** SHORT EXERCISE **
Reproduce each of the records below verbatim, keeping their order and leaving out the pictures.

** GIVEN INFORMATION **
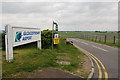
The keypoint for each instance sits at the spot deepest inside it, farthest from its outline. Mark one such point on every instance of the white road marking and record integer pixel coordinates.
(85, 43)
(99, 48)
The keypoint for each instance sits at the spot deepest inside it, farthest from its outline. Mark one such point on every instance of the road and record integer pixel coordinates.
(104, 57)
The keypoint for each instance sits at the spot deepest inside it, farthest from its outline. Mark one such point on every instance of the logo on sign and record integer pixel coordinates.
(18, 36)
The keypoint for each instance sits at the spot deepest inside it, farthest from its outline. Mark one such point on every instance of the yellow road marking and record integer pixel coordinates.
(93, 57)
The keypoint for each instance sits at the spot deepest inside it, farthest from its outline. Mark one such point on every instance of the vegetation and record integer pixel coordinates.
(28, 59)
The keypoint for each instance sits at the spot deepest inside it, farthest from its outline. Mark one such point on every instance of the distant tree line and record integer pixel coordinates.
(46, 39)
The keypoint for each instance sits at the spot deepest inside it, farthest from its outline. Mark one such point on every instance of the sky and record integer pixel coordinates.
(70, 16)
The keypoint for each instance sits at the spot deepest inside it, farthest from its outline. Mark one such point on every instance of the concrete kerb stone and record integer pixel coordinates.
(92, 64)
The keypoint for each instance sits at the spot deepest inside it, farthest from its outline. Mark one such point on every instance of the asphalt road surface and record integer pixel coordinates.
(104, 57)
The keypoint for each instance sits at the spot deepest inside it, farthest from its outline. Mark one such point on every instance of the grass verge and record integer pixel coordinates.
(28, 59)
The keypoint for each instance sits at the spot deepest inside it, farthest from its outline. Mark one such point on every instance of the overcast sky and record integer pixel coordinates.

** OUTPUT BELOW **
The keypoint for each instance sits at the spot deepest inside it, farthest from its outline. Mark one such point on every instance of the white road marking and record integer pixel coordinates.
(85, 43)
(99, 48)
The keypoint for each instance sits at the spot deepest inside it, farthest from its outline. Mark one such point on every instance of the road and record integer pixel coordinates.
(104, 57)
The keypoint for each instance sits at the spot deepest inside it, farthest from its outline. Mark one such point on every instance of the logo on sign and record integer pixel coordinates.
(18, 36)
The keypoint for each instance sits at the spot deepest inside it, farthest from its outline. Mark one such point on every instance of the yellow road marking and record integer pixel coordinates.
(93, 57)
The keypoint for each instance sits at the spot deepest inside it, farthest from its outline. Mark one such point on every instance of the vegetation and record integer pixel coordinates.
(28, 59)
The keypoint for each instance sits at the spot deepest inside it, farthest from its outline. Mark one such point on every instance of the distant tree line and record integer pixel coordinates.
(46, 39)
The keypoint for each instance sits at the spot deepest inside it, farthest from its outline. Mark one such point on every instance of the sky and record integer pixel coordinates.
(70, 16)
The keypoint for each instance sits at the spot deepest inside it, farthest from its outline. Mark one such point on every instance of the concrete kerb stone and record integer pixel coordinates.
(92, 64)
The keypoint for each instance sits at the spot deepest inside it, farthest from its outline. Mark one such point on every instance of the asphalt road surface and record integer pixel coordinates.
(104, 57)
The keypoint for each instance sits at the spot deepest inside it, farthest from its outline. Mark one such point on every instance of the grass verge and record integer pixel coordinates.
(28, 59)
The keypoint for each instance sits at the spot deepest inside it, farthest from its outline. Mark one such point on every instance of the overcast sky and record integer pixel coordinates.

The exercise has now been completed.